Industry
Tidbits
April 2009
Internal Corporate Culture Found to Be a Stronger Influence for Radical Innovation than Major External Factors
When examining the enabler of radical innovation, an important driver of growth, success, and wealth, Tellis et. al. found that the corporate culture of the firm is a stronger indicator of radical innovation than either government policy, labor, capital, or national culture. Three key attitudes found for driving innovation are the willingness to cannibalize assets, future orientation, and risk tolerance. Three key practices found for driving innovation are the empowerment of product champions, incentives for enterprise, and the management of in internal markets. See Gerard J. Tellis, Jaideep C. Pradbhu, & Rajesh K. Chandy, “Radical Innovation Across Nations: The Preeminence of Corporate Culture,” Journal of Marketing 73 (January 2009), 3-23.
Innovation Drivers

Stock Valuations Driven by Strategic Marketing
In an econometric study, Srinivasan et. al. found that adding marketing actions to established financial benchmarks greatly improves explained variance in stock returns. In particular, investors react favorably to companies that launch pioneering innovations, that have higher perceived quality, that are backed by substantial advertising support, and that are in large an growing categories. See Shuba Srinivasan, Koen Pauwels, Jorge Silva-Risso, & Dominique M. Hanssens, “Product Innovations, Advertising, and Stock Returns,” Journal of Marketing 73 (January 2009), 24-43.
Customer Loyalty Effectiveness Driven by Company, Customer, and Competitive Factors
As with other strategic marketing efforts, the effectiveness of loyalty programs in improving profitability are found to be driven factors of the company, the customers, and its competitors. Overall, larger firms with broader offerings benefit disproportionately from loyalty programs than smaller firms, and firms early to enter with a loyalty program benefit higher than those late to enter.
Yuping Liu and Rong Yang, “Competing Loyalty Programs: Impact of Marketing Saturation, Market Share, and Category Expandability,” Journal of Marketing 73 (January 2009), 93-106.

## SOURCE DATA

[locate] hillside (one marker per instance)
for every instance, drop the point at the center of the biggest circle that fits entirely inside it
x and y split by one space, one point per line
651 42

## EXERCISE INSTRUCTIONS
• a. According to the industry tidbits, what three key attitudes drive innovation?
• b. Rewrite everything in the industry tidbits from "Yuping Liu and" down to "(January 2009), 93-106.", putting "Category Growth" in place of "Category Expandability".

## OUTPUTS IN ORDER
• a. The willingness to cannibalize assets, future orientation, and risk tolerance.

• b.
Yuping Liu and Rong Yang, “Competing Loyalty Programs: Impact of Marketing Saturation, Market Share, and Category Growth,” Journal of Marketing 73 (January 2009), 93-106.